Dirt, discomfort and disease

The men serving in the trenches of the Western Front endured conditions we can barely imagine.

Heavy rainfall on ground churned by shell explosions turned it to slimy, sucking mud in which men and horses could become stuck and sometimes drown. The trenches themselves often flooded and had to be pumped out. Newcomers approaching them were hit first with the terrible stench: the smells of overflowing latrines, unwashed men, stagnant mud, cooking food, poison gas, cordite, hastily buried decaying bodies and chloride of lime (used to counter infection and bacteria). After a while, though, most people stopped noticing it.

Permanently wet boots and socks caused many to suffer trench foot, a fungal infection that can cause gangrene and lead to amputation if not treated promptly. The condition became less common as the war went on, as the Army installed duckboards in trenches, required regular foot inspections and issued rubber boots.

## Prompt
Answer these questions from the text on trench conditions.
(a) What turned the ground into slimy, sucking mud?
(b) What was chloride of lime used for?
(c) Which three Army measures made trench foot less common?

## Dataset records
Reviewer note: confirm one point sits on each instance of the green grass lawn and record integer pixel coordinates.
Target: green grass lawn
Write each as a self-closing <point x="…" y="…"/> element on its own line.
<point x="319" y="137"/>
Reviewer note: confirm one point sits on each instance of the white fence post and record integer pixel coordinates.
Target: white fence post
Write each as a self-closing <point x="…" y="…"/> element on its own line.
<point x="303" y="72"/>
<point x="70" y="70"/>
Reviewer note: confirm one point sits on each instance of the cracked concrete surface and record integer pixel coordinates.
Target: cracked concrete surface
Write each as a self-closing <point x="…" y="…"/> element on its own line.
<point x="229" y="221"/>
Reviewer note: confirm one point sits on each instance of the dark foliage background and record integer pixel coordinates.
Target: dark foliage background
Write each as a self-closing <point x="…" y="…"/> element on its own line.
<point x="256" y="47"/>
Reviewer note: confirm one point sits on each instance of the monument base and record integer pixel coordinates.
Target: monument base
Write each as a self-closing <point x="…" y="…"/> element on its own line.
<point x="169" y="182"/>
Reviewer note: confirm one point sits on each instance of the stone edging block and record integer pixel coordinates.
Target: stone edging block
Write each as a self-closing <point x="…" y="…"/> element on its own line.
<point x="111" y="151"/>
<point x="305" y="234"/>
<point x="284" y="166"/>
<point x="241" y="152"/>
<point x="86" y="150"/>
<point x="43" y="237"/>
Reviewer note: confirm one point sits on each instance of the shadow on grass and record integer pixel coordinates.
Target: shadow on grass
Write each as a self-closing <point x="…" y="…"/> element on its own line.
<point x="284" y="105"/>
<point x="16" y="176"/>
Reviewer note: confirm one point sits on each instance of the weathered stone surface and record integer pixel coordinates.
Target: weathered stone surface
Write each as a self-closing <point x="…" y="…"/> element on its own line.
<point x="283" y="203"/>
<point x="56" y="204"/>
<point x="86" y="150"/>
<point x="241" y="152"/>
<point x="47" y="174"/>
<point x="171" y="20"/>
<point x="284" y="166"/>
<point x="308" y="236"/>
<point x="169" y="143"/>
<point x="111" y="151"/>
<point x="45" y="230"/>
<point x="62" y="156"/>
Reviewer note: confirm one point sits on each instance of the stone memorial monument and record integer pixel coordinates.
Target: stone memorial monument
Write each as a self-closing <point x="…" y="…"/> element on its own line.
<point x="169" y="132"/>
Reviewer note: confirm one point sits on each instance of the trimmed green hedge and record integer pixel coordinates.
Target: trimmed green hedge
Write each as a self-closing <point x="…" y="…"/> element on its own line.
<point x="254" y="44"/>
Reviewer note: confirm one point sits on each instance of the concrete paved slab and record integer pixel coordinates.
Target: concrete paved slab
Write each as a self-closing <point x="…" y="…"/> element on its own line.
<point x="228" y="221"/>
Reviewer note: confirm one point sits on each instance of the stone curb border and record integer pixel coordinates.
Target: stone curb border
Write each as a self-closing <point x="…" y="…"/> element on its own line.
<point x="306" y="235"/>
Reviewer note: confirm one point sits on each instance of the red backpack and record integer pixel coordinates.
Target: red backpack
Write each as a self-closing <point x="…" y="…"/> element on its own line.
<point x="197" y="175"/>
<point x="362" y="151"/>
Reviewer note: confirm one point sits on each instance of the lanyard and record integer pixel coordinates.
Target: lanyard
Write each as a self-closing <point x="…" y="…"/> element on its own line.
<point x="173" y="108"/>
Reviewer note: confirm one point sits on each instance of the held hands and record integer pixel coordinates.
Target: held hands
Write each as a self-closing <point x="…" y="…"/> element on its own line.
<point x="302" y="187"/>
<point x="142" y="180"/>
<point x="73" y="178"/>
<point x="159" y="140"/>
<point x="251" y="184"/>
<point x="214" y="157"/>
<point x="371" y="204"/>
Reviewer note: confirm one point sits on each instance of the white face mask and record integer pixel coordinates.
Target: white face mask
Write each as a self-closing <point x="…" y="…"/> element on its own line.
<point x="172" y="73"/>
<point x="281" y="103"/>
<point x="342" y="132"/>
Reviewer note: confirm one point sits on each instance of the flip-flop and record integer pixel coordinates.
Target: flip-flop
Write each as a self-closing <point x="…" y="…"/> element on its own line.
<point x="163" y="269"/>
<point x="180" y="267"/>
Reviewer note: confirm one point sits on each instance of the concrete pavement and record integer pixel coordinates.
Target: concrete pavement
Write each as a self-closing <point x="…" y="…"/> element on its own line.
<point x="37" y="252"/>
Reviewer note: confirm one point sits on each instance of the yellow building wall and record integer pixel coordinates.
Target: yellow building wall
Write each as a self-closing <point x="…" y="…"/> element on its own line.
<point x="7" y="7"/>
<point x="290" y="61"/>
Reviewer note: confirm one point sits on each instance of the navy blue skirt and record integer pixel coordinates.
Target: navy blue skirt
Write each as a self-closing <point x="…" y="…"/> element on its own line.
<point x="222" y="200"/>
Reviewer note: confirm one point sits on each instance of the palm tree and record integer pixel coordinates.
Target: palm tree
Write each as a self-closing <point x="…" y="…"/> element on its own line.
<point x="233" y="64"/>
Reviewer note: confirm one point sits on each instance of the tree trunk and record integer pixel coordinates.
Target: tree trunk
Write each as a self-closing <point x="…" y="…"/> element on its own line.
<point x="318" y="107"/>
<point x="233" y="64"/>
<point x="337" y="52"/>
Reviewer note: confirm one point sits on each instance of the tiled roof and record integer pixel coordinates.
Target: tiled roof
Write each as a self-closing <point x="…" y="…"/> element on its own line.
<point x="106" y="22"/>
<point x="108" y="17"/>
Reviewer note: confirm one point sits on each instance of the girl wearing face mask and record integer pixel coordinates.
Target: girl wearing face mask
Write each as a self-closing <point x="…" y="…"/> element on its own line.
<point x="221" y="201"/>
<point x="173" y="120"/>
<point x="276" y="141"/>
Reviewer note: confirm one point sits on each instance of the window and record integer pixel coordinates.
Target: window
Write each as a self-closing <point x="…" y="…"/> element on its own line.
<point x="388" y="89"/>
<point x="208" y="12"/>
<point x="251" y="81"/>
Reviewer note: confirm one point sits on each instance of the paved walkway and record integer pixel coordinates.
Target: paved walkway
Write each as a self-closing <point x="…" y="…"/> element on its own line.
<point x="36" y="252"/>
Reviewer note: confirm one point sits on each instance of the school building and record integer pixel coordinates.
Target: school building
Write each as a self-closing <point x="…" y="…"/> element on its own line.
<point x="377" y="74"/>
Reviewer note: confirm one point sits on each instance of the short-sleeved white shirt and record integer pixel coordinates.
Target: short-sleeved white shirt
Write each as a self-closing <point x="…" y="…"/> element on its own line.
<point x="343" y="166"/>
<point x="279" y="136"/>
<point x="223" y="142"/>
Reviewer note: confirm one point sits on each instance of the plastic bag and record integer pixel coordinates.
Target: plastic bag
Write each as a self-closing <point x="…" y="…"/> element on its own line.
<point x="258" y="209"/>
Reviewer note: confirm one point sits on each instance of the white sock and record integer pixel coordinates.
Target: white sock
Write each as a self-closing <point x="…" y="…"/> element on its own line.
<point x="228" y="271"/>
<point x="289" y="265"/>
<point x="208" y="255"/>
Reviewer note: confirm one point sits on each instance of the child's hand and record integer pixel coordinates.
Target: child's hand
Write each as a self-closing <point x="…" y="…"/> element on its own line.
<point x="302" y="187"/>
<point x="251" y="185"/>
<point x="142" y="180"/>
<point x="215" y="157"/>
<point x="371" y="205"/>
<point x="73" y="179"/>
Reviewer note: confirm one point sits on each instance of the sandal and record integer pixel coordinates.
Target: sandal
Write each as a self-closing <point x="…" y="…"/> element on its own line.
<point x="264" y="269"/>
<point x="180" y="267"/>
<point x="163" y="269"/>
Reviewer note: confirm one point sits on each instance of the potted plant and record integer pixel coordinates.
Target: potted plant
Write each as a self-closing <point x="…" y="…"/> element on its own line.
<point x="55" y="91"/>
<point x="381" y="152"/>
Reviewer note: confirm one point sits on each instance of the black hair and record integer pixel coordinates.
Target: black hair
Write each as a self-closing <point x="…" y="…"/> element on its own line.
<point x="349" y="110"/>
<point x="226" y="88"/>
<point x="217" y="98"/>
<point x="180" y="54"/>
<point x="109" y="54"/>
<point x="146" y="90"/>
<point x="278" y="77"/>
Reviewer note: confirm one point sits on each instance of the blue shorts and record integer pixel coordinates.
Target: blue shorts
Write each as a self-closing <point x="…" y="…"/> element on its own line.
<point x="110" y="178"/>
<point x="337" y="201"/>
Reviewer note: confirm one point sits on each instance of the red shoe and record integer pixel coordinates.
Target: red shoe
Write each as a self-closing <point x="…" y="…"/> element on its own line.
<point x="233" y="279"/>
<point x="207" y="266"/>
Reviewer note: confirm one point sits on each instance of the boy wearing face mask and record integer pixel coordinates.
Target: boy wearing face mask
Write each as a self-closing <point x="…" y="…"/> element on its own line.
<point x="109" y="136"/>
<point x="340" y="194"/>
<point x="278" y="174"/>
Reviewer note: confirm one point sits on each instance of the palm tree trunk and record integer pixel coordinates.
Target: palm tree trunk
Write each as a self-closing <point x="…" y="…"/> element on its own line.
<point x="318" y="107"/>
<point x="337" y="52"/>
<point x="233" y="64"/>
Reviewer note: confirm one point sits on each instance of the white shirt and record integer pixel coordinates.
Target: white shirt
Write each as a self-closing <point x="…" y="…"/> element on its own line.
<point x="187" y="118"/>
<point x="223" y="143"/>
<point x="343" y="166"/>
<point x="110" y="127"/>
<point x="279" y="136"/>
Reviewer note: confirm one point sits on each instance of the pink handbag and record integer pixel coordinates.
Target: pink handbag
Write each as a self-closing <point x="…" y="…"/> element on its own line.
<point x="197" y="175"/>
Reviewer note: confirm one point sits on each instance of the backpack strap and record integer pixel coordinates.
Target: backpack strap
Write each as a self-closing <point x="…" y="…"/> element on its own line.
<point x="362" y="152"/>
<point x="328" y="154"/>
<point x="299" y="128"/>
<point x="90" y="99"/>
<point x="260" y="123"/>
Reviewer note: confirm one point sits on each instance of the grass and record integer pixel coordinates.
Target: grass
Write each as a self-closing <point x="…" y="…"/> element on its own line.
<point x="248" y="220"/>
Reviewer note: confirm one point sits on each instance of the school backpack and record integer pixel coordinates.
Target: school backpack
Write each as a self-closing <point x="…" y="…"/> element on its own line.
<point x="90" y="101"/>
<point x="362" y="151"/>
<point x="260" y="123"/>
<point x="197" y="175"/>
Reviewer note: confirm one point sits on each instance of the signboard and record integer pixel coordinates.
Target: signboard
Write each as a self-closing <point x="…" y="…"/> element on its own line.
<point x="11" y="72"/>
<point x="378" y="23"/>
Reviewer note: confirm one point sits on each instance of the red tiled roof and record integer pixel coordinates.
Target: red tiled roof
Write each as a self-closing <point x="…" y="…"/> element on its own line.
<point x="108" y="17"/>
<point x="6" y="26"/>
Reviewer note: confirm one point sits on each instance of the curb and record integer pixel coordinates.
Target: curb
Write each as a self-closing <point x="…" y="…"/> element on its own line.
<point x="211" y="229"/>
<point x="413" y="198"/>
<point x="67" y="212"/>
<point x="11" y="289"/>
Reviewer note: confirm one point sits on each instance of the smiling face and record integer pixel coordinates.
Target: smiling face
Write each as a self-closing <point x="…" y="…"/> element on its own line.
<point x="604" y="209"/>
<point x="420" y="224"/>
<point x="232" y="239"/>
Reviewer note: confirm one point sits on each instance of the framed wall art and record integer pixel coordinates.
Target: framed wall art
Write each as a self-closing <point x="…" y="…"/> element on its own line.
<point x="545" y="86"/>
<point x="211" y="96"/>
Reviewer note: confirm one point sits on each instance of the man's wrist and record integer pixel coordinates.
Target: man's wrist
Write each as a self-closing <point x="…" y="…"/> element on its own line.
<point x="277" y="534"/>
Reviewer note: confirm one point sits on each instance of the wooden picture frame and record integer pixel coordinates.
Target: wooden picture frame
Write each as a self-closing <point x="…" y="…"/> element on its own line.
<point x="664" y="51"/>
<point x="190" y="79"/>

## Finished task
(a) Heavy rainfall on ground churned by shell explosions.
(b) To counter infection and bacteria.
(c) Installing duckboards in trenches, requiring regular foot inspections and issuing rubber boots.